Begin with the line that contains "red leaves and record integer pixel coordinates." and transcribe each line after it, up to and including the last line of the listing below.
########################################
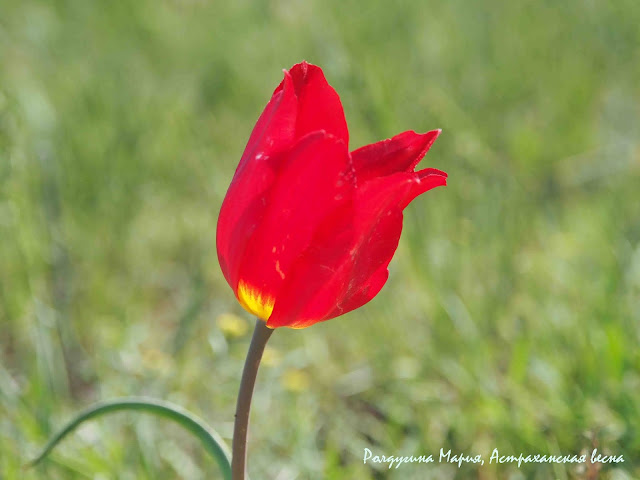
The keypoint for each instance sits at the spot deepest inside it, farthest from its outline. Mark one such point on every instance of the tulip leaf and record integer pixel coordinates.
(209, 438)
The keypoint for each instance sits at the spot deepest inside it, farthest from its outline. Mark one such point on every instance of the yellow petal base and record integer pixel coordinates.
(253, 301)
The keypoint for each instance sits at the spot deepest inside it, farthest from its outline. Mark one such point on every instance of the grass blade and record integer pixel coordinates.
(211, 441)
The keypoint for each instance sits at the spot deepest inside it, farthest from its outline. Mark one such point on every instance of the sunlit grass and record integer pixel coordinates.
(511, 316)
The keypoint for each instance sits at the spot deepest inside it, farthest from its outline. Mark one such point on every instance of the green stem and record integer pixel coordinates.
(209, 438)
(239, 448)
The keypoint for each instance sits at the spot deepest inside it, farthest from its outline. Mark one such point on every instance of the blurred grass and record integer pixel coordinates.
(511, 318)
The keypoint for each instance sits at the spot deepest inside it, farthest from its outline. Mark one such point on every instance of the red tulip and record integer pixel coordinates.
(307, 229)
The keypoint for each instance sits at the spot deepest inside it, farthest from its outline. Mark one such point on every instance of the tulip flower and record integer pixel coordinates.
(307, 229)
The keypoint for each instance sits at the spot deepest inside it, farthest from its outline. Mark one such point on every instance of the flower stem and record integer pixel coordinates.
(239, 448)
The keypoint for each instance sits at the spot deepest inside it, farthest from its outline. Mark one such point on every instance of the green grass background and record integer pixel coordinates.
(511, 316)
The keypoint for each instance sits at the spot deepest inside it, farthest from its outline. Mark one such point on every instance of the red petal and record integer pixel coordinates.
(319, 106)
(311, 184)
(272, 134)
(346, 264)
(398, 154)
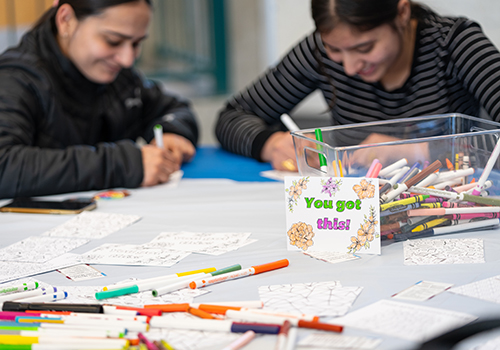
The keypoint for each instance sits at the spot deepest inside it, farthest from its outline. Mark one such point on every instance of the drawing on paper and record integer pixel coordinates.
(331, 186)
(366, 233)
(295, 191)
(365, 189)
(301, 235)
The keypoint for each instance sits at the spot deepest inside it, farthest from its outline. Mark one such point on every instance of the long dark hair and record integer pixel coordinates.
(360, 14)
(83, 8)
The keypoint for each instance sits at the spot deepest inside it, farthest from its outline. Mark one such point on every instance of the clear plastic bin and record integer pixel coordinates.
(448, 136)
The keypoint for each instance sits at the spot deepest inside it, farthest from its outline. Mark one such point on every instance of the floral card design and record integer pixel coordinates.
(332, 214)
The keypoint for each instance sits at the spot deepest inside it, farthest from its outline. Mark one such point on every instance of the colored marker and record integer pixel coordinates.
(289, 123)
(167, 277)
(22, 306)
(241, 341)
(370, 169)
(487, 169)
(46, 297)
(19, 288)
(184, 283)
(449, 211)
(415, 199)
(402, 187)
(254, 270)
(393, 180)
(388, 169)
(282, 337)
(322, 159)
(213, 325)
(158, 132)
(429, 224)
(448, 229)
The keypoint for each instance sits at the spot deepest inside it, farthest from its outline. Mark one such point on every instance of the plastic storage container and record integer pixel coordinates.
(455, 137)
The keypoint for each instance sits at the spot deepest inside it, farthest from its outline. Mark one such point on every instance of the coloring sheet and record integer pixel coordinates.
(11, 270)
(39, 249)
(86, 295)
(329, 340)
(318, 298)
(92, 225)
(402, 320)
(487, 289)
(129, 254)
(443, 251)
(81, 272)
(191, 340)
(199, 242)
(422, 291)
(332, 257)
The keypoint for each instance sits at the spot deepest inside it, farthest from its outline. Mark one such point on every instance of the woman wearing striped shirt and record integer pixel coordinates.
(372, 60)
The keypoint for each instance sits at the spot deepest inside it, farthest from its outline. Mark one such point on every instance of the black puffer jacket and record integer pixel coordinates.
(60, 132)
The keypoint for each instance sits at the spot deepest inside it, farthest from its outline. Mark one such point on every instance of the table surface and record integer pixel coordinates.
(224, 205)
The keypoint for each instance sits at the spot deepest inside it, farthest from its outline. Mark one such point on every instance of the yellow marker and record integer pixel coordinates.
(405, 201)
(14, 339)
(431, 205)
(429, 224)
(166, 345)
(180, 274)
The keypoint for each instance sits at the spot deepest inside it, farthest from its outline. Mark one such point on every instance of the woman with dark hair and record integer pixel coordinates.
(372, 60)
(72, 106)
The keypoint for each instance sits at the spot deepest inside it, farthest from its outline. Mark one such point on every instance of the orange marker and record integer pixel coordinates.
(449, 165)
(254, 270)
(321, 326)
(200, 313)
(169, 307)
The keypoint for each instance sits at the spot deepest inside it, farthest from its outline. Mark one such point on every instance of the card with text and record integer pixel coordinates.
(332, 214)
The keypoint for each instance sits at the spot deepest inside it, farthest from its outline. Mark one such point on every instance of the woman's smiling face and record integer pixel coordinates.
(102, 45)
(369, 54)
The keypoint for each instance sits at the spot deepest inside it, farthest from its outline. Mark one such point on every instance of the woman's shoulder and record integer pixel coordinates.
(444, 30)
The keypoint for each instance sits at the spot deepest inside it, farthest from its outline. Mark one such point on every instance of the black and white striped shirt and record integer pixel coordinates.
(456, 69)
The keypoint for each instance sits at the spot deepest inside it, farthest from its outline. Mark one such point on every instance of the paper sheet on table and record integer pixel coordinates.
(200, 242)
(81, 272)
(402, 320)
(129, 254)
(317, 298)
(11, 270)
(92, 225)
(337, 341)
(422, 291)
(86, 295)
(191, 340)
(487, 289)
(332, 257)
(443, 251)
(38, 249)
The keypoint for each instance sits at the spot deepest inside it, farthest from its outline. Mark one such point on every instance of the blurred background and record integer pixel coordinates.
(207, 50)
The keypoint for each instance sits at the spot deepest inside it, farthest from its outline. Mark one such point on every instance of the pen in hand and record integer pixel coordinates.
(158, 131)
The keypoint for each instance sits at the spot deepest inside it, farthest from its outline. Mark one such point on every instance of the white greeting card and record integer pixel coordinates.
(332, 214)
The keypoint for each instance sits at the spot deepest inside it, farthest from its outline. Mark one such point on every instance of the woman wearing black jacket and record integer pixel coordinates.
(72, 106)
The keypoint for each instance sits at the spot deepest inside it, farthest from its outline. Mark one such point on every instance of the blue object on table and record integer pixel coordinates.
(214, 163)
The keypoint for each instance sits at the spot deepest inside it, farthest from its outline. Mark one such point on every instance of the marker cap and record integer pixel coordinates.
(271, 266)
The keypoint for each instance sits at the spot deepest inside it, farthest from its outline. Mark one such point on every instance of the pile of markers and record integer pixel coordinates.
(435, 200)
(34, 325)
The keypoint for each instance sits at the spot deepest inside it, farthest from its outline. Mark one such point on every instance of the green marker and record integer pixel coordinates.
(322, 159)
(19, 288)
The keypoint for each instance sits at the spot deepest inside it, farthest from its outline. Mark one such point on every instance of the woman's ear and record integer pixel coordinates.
(404, 13)
(66, 21)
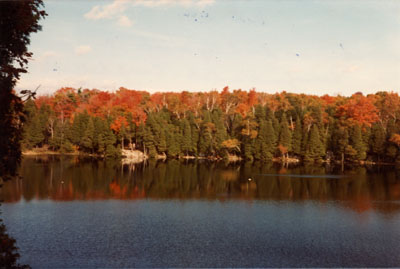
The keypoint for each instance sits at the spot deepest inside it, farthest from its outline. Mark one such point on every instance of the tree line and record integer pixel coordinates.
(248, 124)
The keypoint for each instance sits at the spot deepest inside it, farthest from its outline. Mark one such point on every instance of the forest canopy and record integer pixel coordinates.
(249, 124)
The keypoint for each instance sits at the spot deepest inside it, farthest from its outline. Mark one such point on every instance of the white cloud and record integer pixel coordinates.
(117, 8)
(187, 3)
(83, 49)
(46, 55)
(124, 21)
(108, 11)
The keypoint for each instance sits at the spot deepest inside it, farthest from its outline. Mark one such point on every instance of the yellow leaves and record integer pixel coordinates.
(231, 144)
(395, 139)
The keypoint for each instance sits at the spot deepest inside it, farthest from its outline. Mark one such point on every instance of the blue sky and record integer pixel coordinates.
(318, 47)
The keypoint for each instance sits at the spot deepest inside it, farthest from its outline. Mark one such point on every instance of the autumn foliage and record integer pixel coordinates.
(251, 124)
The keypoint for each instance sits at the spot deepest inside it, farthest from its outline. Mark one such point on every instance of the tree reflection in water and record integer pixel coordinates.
(64, 179)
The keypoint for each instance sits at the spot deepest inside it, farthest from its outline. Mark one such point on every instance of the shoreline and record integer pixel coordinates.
(140, 157)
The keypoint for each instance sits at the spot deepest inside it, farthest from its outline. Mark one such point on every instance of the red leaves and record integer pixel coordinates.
(358, 109)
(118, 123)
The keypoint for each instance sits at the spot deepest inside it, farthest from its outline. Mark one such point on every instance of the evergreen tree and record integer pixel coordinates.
(378, 138)
(88, 137)
(187, 137)
(297, 137)
(357, 143)
(315, 149)
(285, 136)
########################################
- **Right answer**
The keypoint for each instance sits at the spot deepest inside it, farthest from its outline. Mark one such point on every instance of the red leaves and record integer pixel coordinates.
(358, 109)
(118, 123)
The keypoint for each instance sits at the spot deepest inside it, farthest from its outline. Mark one such point on every instance of the evergreen tree and record integer pixel coordinates.
(378, 138)
(88, 137)
(187, 137)
(297, 137)
(357, 143)
(315, 149)
(285, 136)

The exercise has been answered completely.